### Labeled shape records

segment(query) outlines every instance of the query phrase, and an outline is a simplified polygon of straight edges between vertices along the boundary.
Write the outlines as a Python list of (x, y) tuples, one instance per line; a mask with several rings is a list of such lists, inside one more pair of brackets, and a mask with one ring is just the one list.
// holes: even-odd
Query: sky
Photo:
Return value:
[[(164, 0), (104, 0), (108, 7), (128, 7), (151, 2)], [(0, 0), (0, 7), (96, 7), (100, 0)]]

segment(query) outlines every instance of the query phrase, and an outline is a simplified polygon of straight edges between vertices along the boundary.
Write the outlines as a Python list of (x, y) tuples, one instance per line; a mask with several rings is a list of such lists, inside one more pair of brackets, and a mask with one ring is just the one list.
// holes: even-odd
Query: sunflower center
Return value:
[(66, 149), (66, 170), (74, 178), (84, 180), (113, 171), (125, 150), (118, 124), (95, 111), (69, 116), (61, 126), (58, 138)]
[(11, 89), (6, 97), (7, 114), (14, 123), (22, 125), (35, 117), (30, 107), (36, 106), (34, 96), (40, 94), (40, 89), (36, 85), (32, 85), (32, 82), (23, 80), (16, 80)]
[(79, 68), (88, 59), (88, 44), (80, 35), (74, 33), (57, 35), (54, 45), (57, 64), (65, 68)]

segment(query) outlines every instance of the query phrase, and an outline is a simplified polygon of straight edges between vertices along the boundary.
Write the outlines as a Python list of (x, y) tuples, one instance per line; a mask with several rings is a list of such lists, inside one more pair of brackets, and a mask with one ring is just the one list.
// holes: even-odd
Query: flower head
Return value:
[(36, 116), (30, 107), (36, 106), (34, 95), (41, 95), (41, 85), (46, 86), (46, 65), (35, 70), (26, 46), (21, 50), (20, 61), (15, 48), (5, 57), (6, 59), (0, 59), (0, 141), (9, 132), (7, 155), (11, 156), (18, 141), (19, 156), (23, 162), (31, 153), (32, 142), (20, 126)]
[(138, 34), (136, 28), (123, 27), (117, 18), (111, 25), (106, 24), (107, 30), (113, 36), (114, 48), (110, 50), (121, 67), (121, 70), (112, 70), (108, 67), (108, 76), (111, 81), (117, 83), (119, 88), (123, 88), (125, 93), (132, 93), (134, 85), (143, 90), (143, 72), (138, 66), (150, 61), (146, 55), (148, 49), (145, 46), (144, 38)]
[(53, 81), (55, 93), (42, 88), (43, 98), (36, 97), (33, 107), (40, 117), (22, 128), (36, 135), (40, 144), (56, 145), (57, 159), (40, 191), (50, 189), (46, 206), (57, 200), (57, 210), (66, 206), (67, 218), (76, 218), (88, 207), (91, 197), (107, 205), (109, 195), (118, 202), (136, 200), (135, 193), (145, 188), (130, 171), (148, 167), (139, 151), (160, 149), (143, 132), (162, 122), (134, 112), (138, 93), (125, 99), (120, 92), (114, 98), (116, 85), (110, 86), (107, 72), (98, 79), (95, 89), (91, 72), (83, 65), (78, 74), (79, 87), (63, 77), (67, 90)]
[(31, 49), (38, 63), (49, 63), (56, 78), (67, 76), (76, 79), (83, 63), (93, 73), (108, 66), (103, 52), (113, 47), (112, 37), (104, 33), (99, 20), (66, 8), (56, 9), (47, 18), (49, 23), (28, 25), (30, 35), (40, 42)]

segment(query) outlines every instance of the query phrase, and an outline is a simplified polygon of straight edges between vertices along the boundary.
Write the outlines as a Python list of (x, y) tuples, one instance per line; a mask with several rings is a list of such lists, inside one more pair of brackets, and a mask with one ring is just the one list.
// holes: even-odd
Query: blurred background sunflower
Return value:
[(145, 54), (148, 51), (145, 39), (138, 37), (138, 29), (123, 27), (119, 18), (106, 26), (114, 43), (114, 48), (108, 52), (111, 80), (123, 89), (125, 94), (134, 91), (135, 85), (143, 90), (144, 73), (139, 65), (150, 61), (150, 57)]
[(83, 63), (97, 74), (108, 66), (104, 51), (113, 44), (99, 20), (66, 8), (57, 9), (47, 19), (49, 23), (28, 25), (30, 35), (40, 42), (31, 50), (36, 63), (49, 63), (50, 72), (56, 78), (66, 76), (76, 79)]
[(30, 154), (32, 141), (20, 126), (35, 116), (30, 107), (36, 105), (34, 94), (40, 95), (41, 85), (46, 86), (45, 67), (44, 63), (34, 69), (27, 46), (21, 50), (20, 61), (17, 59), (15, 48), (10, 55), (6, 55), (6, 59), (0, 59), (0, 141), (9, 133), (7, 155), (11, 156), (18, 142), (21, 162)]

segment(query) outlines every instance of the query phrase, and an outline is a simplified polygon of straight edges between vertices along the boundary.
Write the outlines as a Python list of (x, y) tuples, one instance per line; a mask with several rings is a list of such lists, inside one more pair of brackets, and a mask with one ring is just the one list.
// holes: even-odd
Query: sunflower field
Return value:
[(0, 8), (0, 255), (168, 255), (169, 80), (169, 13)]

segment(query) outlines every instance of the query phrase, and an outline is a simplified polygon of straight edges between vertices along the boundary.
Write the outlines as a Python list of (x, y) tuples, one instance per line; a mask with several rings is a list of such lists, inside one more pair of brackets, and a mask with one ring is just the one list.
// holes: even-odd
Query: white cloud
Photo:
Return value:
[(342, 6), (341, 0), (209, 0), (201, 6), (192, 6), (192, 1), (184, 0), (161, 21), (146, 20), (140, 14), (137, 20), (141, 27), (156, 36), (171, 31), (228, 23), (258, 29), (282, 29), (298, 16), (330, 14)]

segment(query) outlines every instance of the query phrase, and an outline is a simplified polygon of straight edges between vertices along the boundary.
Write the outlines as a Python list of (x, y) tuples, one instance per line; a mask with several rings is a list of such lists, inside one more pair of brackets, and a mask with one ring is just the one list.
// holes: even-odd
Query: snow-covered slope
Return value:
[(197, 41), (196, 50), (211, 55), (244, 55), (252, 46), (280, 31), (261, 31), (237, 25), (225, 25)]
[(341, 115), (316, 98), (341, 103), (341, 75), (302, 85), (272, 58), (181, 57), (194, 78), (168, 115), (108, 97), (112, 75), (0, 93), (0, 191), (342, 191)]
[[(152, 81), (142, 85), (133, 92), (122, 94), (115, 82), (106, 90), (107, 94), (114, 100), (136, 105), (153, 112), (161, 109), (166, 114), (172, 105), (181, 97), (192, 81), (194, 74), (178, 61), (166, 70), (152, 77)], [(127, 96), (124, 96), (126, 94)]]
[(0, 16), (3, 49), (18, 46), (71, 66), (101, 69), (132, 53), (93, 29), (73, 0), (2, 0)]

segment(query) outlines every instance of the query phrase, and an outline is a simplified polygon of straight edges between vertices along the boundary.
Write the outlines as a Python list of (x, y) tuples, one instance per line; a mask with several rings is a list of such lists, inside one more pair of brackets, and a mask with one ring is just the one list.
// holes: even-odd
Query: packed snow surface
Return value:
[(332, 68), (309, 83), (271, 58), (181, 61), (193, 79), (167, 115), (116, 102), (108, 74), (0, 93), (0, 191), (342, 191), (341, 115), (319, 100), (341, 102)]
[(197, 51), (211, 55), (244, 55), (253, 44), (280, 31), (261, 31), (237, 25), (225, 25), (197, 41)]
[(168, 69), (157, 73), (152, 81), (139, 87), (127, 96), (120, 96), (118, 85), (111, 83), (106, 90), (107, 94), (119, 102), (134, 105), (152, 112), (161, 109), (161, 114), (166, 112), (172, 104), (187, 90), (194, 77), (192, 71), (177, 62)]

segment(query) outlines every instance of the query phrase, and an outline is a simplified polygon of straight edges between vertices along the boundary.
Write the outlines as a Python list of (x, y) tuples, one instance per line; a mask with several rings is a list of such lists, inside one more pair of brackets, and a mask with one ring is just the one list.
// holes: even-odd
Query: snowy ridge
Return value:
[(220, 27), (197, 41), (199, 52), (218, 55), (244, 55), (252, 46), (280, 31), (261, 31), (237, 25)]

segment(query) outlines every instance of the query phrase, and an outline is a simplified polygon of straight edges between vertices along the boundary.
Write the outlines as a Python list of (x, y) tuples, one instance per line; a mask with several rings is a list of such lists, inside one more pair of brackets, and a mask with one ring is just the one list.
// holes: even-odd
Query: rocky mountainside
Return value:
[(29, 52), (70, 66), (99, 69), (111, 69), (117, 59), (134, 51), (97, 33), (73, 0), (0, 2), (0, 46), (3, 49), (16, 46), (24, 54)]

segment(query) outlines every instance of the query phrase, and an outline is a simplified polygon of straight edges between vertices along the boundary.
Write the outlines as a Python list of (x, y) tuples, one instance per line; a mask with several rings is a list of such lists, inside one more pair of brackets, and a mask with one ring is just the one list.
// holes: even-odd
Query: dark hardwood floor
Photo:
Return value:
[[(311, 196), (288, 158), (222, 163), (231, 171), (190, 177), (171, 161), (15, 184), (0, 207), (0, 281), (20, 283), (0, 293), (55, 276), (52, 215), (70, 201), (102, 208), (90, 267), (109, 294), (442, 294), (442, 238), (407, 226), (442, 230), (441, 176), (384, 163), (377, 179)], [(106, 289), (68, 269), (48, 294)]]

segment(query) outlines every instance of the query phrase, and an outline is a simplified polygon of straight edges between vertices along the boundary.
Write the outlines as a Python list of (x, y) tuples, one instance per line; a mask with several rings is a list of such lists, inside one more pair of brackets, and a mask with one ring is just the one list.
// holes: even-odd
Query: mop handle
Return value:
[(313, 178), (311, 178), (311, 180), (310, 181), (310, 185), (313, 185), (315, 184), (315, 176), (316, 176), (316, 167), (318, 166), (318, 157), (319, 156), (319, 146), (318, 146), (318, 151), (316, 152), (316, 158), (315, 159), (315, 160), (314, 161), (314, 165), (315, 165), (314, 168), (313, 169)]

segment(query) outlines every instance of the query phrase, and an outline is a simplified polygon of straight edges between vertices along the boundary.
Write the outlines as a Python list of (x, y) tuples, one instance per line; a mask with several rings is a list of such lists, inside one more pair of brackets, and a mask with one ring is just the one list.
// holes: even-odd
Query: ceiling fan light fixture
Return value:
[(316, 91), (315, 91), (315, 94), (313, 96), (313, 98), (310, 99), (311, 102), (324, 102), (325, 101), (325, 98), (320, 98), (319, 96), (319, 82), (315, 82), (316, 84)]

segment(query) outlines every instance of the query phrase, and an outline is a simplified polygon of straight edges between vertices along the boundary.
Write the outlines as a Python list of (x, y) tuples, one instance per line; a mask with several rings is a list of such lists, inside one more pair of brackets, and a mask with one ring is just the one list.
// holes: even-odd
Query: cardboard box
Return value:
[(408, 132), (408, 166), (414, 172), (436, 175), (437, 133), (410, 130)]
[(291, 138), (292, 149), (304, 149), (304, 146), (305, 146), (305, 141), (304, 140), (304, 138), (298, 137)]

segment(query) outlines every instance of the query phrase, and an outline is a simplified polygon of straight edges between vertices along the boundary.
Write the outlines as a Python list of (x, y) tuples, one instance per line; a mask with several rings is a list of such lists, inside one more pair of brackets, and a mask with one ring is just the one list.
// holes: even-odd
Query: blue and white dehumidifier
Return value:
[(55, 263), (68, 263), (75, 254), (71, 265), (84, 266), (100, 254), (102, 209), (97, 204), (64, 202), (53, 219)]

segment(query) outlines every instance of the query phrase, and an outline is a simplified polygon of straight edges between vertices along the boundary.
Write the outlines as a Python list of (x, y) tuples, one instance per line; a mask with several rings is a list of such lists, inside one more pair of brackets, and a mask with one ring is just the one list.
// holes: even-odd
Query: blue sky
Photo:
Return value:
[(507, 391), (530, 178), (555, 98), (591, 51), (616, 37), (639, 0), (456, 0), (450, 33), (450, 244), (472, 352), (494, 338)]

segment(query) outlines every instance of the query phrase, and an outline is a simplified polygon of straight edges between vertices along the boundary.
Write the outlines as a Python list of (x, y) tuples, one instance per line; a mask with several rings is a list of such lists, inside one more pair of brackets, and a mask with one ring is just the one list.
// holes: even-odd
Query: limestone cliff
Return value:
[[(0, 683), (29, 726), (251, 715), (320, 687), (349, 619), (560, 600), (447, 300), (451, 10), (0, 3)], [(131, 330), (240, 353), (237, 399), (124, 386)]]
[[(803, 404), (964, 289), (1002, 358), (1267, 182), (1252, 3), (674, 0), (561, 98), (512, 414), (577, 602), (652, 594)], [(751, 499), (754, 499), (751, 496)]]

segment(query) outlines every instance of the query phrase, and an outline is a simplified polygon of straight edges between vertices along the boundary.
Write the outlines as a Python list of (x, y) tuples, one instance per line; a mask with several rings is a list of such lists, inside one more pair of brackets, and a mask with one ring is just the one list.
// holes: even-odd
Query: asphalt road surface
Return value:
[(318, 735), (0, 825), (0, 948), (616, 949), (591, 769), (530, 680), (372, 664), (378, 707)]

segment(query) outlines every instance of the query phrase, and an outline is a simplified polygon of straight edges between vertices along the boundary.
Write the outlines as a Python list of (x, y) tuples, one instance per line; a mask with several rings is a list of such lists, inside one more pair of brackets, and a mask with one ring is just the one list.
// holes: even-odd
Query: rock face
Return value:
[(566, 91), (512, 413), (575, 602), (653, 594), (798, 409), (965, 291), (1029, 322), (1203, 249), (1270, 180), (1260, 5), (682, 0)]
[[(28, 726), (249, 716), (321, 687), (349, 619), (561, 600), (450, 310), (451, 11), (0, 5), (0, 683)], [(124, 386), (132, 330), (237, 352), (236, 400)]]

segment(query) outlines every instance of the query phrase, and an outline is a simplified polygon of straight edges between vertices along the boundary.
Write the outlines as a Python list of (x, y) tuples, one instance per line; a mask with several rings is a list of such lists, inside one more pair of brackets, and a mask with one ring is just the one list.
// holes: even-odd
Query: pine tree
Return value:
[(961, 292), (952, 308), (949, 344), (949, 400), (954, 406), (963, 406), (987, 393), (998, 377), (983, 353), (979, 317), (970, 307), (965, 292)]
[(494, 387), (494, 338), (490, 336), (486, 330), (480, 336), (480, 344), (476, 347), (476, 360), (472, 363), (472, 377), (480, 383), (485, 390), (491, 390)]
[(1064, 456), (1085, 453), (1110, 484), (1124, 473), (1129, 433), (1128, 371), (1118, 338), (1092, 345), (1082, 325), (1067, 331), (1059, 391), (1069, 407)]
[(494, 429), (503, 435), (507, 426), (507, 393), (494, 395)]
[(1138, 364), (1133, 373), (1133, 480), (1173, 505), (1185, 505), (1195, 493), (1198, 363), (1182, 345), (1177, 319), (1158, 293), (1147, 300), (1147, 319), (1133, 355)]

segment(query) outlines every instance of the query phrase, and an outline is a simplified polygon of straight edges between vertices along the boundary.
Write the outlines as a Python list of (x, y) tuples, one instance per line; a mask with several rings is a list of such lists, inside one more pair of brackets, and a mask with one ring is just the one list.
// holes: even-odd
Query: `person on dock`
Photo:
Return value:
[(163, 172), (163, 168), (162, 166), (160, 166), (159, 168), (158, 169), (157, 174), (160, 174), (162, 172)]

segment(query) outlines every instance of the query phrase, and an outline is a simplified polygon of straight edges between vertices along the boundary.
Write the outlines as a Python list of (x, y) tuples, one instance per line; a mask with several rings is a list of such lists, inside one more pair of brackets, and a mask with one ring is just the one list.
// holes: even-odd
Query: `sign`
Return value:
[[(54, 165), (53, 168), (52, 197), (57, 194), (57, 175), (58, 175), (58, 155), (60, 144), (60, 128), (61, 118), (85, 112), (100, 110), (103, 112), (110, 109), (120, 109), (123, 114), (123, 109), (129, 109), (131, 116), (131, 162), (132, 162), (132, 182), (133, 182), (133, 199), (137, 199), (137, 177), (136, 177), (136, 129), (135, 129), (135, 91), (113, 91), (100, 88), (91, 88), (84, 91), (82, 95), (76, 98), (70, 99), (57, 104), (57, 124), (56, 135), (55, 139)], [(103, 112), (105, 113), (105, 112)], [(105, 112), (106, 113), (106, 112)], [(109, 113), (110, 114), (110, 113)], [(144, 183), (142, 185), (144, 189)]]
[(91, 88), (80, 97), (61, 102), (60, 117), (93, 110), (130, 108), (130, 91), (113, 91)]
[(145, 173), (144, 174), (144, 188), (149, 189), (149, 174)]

### WORK TO COMPLETE
Arrange the lines from the start of the material through the line containing "7), (100, 0)]]" as a numbered list, omitting any blank lines.

### CORRECT RESPONSE
1. segment(query) outlines every instance of the query phrase, and an outline is a simplified polygon of straight edges between vertices along the boundary.
2. Write the outlines as a Python list of (x, y) tuples, one instance per line; a mask with several rings is a list of such lists, inside one more pair of brackets, and a mask with one ring is just the one list.
3. // holes: even-odd
4. Query: sky
5. Photo:
6. Return value:
7. [[(164, 0), (104, 0), (108, 7), (128, 7), (151, 2)], [(0, 0), (0, 7), (96, 7), (100, 0)]]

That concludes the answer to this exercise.